══ Data supplied
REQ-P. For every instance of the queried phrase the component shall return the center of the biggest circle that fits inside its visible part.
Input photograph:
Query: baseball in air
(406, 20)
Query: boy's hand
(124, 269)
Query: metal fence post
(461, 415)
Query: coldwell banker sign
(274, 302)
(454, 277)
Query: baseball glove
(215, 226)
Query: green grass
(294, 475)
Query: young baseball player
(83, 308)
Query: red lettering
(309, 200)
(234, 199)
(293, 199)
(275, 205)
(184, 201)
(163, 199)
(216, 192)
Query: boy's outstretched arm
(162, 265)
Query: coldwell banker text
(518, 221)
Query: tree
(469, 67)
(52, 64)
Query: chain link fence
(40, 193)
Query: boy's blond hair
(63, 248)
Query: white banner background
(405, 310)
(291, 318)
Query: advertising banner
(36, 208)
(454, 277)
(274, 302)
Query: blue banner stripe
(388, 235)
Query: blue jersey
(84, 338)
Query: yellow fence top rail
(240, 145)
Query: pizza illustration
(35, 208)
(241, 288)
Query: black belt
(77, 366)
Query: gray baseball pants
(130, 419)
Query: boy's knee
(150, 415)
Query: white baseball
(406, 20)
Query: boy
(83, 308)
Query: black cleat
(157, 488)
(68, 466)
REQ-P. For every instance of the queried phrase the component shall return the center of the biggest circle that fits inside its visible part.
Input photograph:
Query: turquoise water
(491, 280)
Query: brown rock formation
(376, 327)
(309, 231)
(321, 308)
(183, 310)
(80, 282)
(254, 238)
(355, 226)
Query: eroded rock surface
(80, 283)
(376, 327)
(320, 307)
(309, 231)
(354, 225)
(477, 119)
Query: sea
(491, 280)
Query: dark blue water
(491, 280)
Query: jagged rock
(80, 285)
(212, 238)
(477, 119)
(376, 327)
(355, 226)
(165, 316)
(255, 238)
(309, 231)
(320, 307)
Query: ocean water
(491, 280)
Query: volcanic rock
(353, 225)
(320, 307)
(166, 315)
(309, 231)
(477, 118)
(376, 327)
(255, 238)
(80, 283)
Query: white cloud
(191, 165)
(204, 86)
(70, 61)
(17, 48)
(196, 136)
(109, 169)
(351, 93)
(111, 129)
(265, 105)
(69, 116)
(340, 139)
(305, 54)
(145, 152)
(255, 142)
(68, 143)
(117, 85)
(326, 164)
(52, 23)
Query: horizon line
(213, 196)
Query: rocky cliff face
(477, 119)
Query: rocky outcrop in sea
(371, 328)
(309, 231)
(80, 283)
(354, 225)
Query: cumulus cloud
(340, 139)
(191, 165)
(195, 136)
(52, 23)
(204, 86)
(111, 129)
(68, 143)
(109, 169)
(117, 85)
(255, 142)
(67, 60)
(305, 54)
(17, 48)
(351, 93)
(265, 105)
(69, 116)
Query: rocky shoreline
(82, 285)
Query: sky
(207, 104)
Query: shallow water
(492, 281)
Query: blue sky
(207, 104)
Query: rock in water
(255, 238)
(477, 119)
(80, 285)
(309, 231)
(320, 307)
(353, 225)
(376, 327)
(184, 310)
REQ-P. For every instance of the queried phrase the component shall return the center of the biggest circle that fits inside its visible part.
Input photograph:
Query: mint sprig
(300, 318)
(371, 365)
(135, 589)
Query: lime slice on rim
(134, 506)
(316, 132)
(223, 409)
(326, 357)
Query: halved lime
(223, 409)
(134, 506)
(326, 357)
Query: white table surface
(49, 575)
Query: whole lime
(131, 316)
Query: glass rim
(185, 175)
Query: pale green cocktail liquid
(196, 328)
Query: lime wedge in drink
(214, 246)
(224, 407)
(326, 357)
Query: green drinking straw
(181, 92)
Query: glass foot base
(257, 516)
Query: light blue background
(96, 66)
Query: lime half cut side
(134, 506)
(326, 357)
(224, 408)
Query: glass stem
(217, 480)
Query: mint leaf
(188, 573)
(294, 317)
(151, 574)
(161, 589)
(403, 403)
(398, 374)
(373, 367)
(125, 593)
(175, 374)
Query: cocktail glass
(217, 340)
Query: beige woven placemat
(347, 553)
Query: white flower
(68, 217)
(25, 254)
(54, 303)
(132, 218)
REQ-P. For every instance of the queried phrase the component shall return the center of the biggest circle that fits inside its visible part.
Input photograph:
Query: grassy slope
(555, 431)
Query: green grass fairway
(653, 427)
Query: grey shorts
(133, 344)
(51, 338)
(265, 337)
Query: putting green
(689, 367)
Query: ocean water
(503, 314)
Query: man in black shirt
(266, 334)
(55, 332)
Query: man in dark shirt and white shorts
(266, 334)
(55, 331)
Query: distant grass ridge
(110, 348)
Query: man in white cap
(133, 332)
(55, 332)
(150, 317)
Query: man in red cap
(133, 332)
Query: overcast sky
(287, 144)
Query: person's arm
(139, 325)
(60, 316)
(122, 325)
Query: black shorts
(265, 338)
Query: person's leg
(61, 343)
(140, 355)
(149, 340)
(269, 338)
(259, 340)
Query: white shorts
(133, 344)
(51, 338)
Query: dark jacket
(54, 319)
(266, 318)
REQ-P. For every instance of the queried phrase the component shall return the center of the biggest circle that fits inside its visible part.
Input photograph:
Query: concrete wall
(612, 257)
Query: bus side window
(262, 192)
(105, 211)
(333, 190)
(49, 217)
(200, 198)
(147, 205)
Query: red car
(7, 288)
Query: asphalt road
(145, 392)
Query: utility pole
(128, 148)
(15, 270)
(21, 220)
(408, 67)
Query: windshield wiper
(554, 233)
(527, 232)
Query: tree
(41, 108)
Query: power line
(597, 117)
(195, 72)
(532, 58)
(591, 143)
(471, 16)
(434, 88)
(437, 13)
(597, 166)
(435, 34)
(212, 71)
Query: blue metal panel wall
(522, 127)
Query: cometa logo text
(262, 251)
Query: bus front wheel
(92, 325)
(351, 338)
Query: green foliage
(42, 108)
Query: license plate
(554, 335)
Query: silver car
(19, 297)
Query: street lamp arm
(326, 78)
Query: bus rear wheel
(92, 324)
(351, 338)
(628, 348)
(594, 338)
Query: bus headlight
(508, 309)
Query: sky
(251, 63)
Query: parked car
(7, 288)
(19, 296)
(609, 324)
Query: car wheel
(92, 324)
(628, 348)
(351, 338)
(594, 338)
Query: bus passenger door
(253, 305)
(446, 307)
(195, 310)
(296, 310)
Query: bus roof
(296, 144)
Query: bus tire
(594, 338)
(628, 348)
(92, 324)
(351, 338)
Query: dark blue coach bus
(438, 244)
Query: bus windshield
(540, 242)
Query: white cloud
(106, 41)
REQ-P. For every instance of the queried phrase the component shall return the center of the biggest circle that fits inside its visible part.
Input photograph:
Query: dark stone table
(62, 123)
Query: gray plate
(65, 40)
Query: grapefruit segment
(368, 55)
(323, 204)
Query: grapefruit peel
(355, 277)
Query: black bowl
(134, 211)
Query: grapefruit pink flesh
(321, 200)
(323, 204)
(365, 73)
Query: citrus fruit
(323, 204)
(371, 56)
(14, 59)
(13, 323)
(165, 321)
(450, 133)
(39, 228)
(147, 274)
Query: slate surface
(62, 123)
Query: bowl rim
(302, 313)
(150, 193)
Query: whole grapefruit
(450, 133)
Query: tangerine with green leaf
════
- **Exercise prompt**: Start to finish, copy the records above with no differences.

- **Exercise solution**:
REQ-P. For every instance of the queried phrase the component shall return the center of the biggest circle that fits inside its visible part.
Input photograph:
Query: baseball in air
(406, 20)
Query: boy's hand
(124, 269)
Query: metal fence post
(461, 415)
Query: coldwell banker sign
(274, 302)
(454, 277)
Query: baseball glove
(215, 226)
Query: green grass
(294, 475)
Query: young baseball player
(83, 308)
Query: red lettering
(309, 200)
(234, 199)
(293, 199)
(275, 205)
(184, 201)
(163, 199)
(216, 192)
Query: boy's outstretched arm
(162, 265)
Query: coldwell banker text
(518, 221)
Query: tree
(469, 67)
(52, 64)
Query: chain link fence
(40, 193)
Query: boy's blond hair
(63, 248)
Query: white banner background
(405, 310)
(291, 318)
Query: advertising banner
(36, 208)
(454, 277)
(274, 302)
Query: blue banner stripe
(388, 235)
Query: blue jersey
(84, 338)
Query: yellow fence top rail
(240, 145)
Query: pizza illustration
(35, 208)
(241, 288)
Query: black belt
(77, 366)
Query: gray baseball pants
(130, 419)
Query: boy's knee
(150, 415)
Query: white baseball
(406, 20)
Query: boy
(83, 308)
Query: black cleat
(157, 488)
(68, 466)
REQ-P. For every instance of the queried phrase the component shall return the center of the biggest circle that fits inside its visible part.
Input photograph:
Query: turquoise water
(491, 280)
Query: brown rock formation
(376, 327)
(309, 231)
(321, 308)
(183, 310)
(80, 282)
(254, 238)
(355, 226)
Query: eroded rock surface
(80, 283)
(376, 327)
(320, 307)
(309, 231)
(354, 225)
(477, 119)
Query: sea
(491, 280)
Query: dark blue water
(491, 280)
Query: jagged rock
(80, 285)
(212, 238)
(477, 119)
(376, 327)
(355, 226)
(165, 316)
(255, 238)
(309, 231)
(320, 307)
Query: ocean water
(491, 280)
Query: volcanic rock
(353, 225)
(320, 307)
(166, 315)
(309, 231)
(477, 118)
(376, 327)
(255, 238)
(80, 283)
Query: white cloud
(191, 165)
(204, 86)
(70, 61)
(17, 48)
(196, 136)
(109, 169)
(351, 93)
(111, 129)
(265, 105)
(69, 116)
(340, 139)
(305, 54)
(145, 152)
(255, 142)
(68, 143)
(117, 85)
(326, 164)
(52, 23)
Query: horizon line
(213, 196)
Query: rocky cliff face
(477, 119)
Query: rocky outcrop in sea
(371, 328)
(309, 231)
(80, 283)
(354, 225)
Query: cumulus cloud
(340, 139)
(191, 165)
(195, 136)
(52, 23)
(204, 86)
(111, 129)
(68, 143)
(109, 169)
(117, 85)
(255, 142)
(67, 60)
(305, 54)
(17, 48)
(351, 93)
(265, 105)
(69, 116)
Query: rocky shoreline
(82, 285)
Query: sky
(207, 104)
Query: shallow water
(492, 281)
Query: blue sky
(207, 104)
Query: rock in water
(255, 238)
(477, 119)
(80, 285)
(309, 231)
(320, 307)
(353, 225)
(376, 327)
(184, 310)
REQ-P. For every instance of the queried phrase the component shall return the center of the biggest circle that fits inside its visible part.
Input photograph:
Query: mint sprig
(300, 318)
(371, 365)
(135, 589)
Query: lime slice on rim
(134, 506)
(316, 132)
(223, 409)
(326, 357)
Query: halved lime
(223, 409)
(134, 506)
(326, 357)
Query: white table surface
(49, 575)
Query: whole lime
(131, 316)
Query: glass rim
(185, 175)
Query: pale green cocktail liquid
(196, 328)
Query: lime wedge in drink
(214, 246)
(224, 407)
(326, 357)
Query: green drinking straw
(181, 92)
Query: glass foot base
(257, 516)
Query: light blue background
(96, 66)
Query: lime half cut side
(134, 506)
(326, 357)
(224, 408)
Query: glass stem
(217, 480)
Query: mint leaf
(188, 573)
(294, 317)
(151, 574)
(161, 589)
(403, 403)
(398, 374)
(373, 367)
(125, 593)
(175, 374)
Query: cocktail glass
(217, 340)
Query: beige woven placemat
(347, 553)
Query: white flower
(68, 217)
(25, 254)
(54, 303)
(132, 218)
REQ-P. For every instance of the queried phrase the component shall return the center of the biggest circle that fits inside its visible part.
Input photograph:
Query: grassy slope
(555, 431)
Query: green grass fairway
(653, 427)
Query: grey shorts
(133, 344)
(51, 338)
(265, 337)
Query: putting green
(689, 367)
Query: ocean water
(503, 314)
Query: man in black shirt
(266, 334)
(55, 332)
Query: man in dark shirt and white shorts
(266, 334)
(55, 331)
Query: distant grass ridge
(110, 348)
Query: man in white cap
(133, 332)
(55, 332)
(150, 317)
Query: man in red cap
(133, 332)
Query: overcast sky
(287, 144)
Query: person's arm
(139, 325)
(60, 316)
(122, 325)
Query: black shorts
(265, 338)
Query: person's leg
(61, 343)
(140, 355)
(149, 340)
(269, 338)
(259, 340)
Query: white shorts
(133, 344)
(51, 338)
Query: dark jacket
(54, 319)
(266, 318)
REQ-P. For every instance of the queried phrase the component shall return the center of the biggest circle that fits inside its visible part.
Input photograph:
Query: concrete wall
(612, 257)
Query: bus side window
(262, 192)
(105, 211)
(333, 190)
(49, 217)
(200, 198)
(147, 205)
Query: red car
(7, 288)
Query: asphalt road
(145, 392)
Query: utility pole
(128, 148)
(15, 270)
(21, 220)
(408, 67)
Query: windshield wiper
(554, 233)
(527, 232)
Query: tree
(41, 108)
Query: power line
(597, 117)
(195, 72)
(532, 58)
(591, 143)
(471, 16)
(434, 88)
(437, 13)
(597, 166)
(435, 34)
(212, 71)
Query: blue metal panel wall
(522, 127)
Query: cometa logo text
(262, 251)
Query: bus front wheel
(92, 325)
(351, 338)
Query: green foliage
(42, 108)
Query: license plate
(554, 335)
Query: silver car
(19, 297)
Query: street lamp arm
(326, 78)
Query: bus rear wheel
(92, 324)
(351, 338)
(628, 348)
(594, 338)
Query: bus headlight
(508, 309)
Query: sky
(251, 63)
Query: parked car
(7, 288)
(19, 296)
(609, 324)
Query: car wheel
(92, 324)
(628, 348)
(351, 338)
(594, 338)
Query: bus passenger door
(253, 305)
(446, 307)
(195, 310)
(296, 310)
Query: bus roof
(296, 144)
Query: bus tire
(594, 338)
(628, 348)
(92, 324)
(351, 338)
Query: dark blue coach bus
(438, 244)
Query: bus windshield
(540, 242)
Query: white cloud
(106, 41)
REQ-P. For every instance of the queried phrase the component shall return the center of the biggest circle that fits inside its visible part.
Input photograph:
Query: dark stone table
(62, 123)
Query: gray plate
(65, 40)
Query: grapefruit segment
(368, 55)
(323, 204)
Query: grapefruit peel
(355, 277)
Query: black bowl
(134, 211)
Query: grapefruit pink flesh
(321, 200)
(323, 204)
(365, 73)
Query: citrus fruit
(323, 204)
(371, 56)
(14, 59)
(13, 323)
(165, 321)
(450, 133)
(39, 228)
(147, 274)
Query: slate surface
(62, 123)
Query: bowl rim
(302, 313)
(150, 193)
Query: whole grapefruit
(450, 133)
Query: tangerine with green leaf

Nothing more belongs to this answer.